++++ Verilen metin

YARATMA = HALK

Noktalı ha ile. Noktasız ha’lı halk, traş olmak ya da sakal/ı kesmek demek. Noktasız ha’lı nahar, kurban kesmek; noktalı ha’lı nahar, horlamak. Arapçada nokta önemli; nokta, hem anlamı hem harfi değiştiriyor; nokta altta olursa be, üstte olursa nun oluyor...

Küfüv’ü yazdıktan sonra İhlâs’taki “lem yelid ve lem yûled” âyetine kısacık da olsa değinmemek olmaz diye düşündüm ve bu âyeti düşünürken bu başlık ortaya çıktı.

“Lem yelid ve lem yûled.” âyeti Doğmamış ve doğurmamış (doğurmamış ve doğurtmamış ya da baba da değildir, evlât da değildir.) şeklinde çevrilir. Velede-yelidü, doğurmak; veled, çocuk. Lem tekidî olumsuzluk/nefy edatı, kesinlikle doğmamış, kesinlikle doğurmamış. Kur'ân’a “sadece dilsel bir Metin”! olarak bakarsak, Huve’yi eril bir zamir olarak görürüz ve Allah’ı hâşâ “erkek”! olarak tasavvur ederiz; bunu geçmişte (kelâm tarihinde) yapmışlar. Hâlbuki O (Huve), eril de (zaten dişil de) değildir.

Ya nedir?

İşte, Ehad’dir. Samed’dir. Lem yelid ve lem yûled’dir. Ve lem yekün leHû küfüven Ehad’dir. 

Pekiî O Doğmamış ve doğurmamışsa, bu kâinat ve bizler nasıl olmuşuz?!.

İşte buna yaratma = halk diyoruz. 

Halk, Hâlık (خالق) olan Allah’ın bir fiili.

“Halk’ın ne olduğunu ve nasıl olduğunu”! bizler bilebilseydik, biz de “hâlık” olurduk ve bişeyleri “yoktan’ yaratırdık!.

Yaratma, ‘yoktan Yaratma’dır, Allah’tan yaratma’ değil; ‘Allah’tan yaratma’ “doğurma” olur.

“Sebbih İsme Rabbik-el A’lâ. Ellezî halaga fesevvâ. Vellezî gaddere fehedâ...” Çook Yüce (A’lâ) Rabbinin ‘İsmini’! tesbih et = tenzih et!. Ki O, yarattı ve şekil/sûret verdi. Yine O, (yarattığı herşeye/herkese) ölçü tayin etti ve yol gösterdi...” (87/ A’lâ, 1-3.)

++++++++
++++ Veri içeriği

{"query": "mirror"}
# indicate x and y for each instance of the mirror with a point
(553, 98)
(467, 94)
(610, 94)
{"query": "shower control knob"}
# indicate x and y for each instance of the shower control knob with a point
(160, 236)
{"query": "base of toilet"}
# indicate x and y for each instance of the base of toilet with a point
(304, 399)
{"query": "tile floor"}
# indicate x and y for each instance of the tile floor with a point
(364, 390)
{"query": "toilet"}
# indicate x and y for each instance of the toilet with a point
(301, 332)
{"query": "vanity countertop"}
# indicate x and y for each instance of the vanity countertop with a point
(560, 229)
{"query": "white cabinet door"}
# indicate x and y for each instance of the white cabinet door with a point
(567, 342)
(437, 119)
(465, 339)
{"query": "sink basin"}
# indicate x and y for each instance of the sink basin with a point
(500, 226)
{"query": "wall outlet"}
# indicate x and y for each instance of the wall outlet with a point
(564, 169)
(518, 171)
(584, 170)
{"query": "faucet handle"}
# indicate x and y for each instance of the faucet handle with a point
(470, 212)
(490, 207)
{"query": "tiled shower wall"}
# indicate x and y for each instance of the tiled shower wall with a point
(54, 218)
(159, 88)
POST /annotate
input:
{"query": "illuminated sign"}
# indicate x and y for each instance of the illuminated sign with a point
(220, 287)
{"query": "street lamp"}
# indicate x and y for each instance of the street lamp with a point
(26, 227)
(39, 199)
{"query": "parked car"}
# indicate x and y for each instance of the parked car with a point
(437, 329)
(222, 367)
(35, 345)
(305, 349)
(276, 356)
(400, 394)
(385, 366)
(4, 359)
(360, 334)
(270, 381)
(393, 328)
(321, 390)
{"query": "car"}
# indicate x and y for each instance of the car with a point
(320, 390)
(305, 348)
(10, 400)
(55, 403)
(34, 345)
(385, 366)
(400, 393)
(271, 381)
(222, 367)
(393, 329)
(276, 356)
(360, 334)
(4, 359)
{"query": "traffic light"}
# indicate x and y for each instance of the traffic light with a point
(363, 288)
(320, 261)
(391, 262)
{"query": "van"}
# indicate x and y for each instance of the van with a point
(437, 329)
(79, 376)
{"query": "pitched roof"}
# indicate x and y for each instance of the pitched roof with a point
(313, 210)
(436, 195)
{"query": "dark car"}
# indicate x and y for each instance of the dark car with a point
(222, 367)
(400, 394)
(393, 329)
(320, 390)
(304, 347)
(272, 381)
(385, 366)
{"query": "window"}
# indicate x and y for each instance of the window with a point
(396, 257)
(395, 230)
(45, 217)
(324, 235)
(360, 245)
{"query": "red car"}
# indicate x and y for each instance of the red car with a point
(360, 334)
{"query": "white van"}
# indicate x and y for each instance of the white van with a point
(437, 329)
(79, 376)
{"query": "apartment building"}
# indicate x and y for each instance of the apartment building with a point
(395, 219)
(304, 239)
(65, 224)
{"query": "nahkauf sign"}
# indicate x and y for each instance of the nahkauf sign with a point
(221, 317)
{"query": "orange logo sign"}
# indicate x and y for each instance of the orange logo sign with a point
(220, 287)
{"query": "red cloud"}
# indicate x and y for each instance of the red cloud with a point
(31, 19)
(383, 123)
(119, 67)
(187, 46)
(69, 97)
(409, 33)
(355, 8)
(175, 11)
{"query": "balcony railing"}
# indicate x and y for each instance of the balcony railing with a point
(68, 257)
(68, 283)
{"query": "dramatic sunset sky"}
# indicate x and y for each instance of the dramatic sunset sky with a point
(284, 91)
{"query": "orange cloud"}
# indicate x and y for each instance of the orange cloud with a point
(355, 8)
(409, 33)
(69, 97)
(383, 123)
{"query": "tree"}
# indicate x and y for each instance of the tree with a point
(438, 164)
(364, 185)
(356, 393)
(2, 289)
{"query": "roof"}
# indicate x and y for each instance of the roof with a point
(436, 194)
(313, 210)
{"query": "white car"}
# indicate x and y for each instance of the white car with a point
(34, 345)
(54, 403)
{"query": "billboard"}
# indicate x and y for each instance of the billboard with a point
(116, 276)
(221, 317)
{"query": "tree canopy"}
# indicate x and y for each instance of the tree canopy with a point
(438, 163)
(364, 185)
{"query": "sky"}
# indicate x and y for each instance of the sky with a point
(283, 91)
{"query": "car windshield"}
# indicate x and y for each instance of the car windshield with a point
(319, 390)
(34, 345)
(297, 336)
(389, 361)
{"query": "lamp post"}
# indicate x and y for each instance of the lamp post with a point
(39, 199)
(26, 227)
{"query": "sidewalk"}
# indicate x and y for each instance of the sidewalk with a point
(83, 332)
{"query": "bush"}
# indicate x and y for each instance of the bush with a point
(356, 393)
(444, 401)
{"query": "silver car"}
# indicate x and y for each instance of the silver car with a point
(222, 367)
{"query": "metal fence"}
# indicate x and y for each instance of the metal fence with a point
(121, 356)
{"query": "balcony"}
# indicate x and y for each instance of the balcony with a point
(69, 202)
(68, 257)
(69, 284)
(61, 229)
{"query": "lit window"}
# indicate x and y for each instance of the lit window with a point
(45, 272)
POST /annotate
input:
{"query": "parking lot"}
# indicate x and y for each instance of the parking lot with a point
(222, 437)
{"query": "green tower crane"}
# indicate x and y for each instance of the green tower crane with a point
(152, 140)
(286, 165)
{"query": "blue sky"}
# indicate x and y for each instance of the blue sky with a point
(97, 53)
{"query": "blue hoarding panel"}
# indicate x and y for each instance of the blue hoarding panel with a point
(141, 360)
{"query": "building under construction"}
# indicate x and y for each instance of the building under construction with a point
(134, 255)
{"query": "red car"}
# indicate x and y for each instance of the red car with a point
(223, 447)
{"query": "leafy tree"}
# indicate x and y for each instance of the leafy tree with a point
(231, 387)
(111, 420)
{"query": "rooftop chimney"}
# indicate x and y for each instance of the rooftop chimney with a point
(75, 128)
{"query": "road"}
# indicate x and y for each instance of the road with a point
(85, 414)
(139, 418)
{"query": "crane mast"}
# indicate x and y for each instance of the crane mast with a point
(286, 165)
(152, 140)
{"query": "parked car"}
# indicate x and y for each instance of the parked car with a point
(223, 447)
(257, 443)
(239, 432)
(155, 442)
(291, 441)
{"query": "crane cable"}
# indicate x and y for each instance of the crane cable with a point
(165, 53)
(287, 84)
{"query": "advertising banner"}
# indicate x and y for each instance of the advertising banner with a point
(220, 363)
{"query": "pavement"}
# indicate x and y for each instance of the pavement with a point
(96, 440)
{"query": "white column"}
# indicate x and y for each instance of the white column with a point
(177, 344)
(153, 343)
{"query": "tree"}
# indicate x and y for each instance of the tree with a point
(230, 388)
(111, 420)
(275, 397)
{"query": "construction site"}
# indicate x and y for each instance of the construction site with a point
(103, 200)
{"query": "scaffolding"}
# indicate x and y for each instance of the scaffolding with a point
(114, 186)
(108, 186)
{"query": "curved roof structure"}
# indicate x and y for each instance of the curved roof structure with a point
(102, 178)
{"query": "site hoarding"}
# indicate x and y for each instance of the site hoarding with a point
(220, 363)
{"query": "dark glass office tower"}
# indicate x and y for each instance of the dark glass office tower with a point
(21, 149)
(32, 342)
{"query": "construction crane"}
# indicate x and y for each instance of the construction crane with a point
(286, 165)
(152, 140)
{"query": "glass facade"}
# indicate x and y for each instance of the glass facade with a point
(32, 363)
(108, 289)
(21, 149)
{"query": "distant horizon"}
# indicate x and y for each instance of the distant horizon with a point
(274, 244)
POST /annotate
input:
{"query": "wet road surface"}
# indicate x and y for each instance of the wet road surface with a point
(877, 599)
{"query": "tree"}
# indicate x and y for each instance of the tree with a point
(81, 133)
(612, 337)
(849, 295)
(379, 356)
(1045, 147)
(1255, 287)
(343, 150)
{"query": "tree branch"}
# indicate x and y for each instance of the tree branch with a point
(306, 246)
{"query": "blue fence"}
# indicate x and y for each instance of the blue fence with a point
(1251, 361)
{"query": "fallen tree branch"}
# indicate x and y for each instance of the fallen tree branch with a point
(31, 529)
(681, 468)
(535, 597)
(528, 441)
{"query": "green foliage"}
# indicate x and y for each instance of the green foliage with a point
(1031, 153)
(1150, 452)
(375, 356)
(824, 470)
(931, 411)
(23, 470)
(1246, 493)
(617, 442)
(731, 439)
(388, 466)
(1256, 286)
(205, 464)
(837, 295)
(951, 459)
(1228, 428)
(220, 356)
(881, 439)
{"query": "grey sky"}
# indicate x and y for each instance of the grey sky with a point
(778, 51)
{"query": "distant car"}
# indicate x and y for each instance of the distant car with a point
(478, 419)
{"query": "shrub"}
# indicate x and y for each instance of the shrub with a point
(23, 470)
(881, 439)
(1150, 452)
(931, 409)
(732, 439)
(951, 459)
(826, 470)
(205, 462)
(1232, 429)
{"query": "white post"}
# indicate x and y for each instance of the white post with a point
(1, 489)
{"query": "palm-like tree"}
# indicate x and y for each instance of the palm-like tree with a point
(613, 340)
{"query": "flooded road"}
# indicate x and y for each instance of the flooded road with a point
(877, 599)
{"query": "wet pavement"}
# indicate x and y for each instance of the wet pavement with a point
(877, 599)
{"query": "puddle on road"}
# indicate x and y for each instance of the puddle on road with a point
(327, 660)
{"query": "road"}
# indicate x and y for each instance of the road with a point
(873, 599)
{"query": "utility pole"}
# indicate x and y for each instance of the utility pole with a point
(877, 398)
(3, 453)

++++++++

◆ Yapılacak görevler:
1 – Yaratma üzerine yazının "Küfüv’ü yazdıktan sonra" ile başlayıp "dişil de) değildir." ile biten bölümünü, "kelâm tarihinde" yerine "düşünce tarihinde" koyarak yeniden yazın.
2 – Yaratma üzerine yazıyı kaldığı yerden sürdürün.

◆ Görev çıktıları:
1 –
Küfüv’ü yazdıktan sonra İhlâs’taki “lem yelid ve lem yûled” âyetine kısacık da olsa değinmemek olmaz diye düşündüm ve bu âyeti düşünürken bu başlık ortaya çıktı.

“Lem yelid ve lem yûled.” âyeti Doğmamış ve doğurmamış (doğurmamış ve doğurtmamış ya da baba da değildir, evlât da değildir.) şeklinde çevrilir. Velede-yelidü, doğurmak; veled, çocuk. Lem tekidî olumsuzluk/nefy edatı, kesinlikle doğmamış, kesinlikle doğurmamış. Kur'ân’a “sadece dilsel bir Metin”! olarak bakarsak, Huve’yi eril bir zamir olarak görürüz ve Allah’ı hâşâ “erkek”! olarak tasavvur ederiz; bunu geçmişte (düşünce tarihinde) yapmışlar. Hâlbuki O (Huve), eril de (zaten dişil de) değildir.

2 –
Şu gördüğümüz şekiller (sûretler), yaratma eyleminden (yaratmadan) sonra. Yaratma, daha önce. Yaratma olunca, şekillenme oluyor, her şekil (herkes, her şey) farklılaşıyor ama bu, (önce-sonra ve oluş) bize göre!.

İnsan dışında her şey, kendisine belirlenen ölçüye (takdire) göre hareket ediyor ve Yaratıcısının yol göstermesine (hidâyet) uyuyor.

İnsan, en hafif tabiriyle “bidüşünüyüm bakıyım!” diyor, bekliyor. Düşünüp de, yanlış ölçüp-biçen ve yoldan (hidâyet yolundan) çıkan (fekkera ve gaddera, 74/Müddesir, 18.) o kadar çoook insan var ki!.

‘Beni Sen mi yarattın, niye yarattın, yaratmaz olsaydın.’ diyen!.

O’na çocuk isnat eden. İsâ ve Uzeyr O’nun oğludur diyen. 

Allah’a “Baba!” diyen.

...

İhlâs, hem bir sûre adı hem de Müslüman’ın sıfatı. 

İhlâs’ı doğru anlayan, ihlâslı bir Müslüman olur.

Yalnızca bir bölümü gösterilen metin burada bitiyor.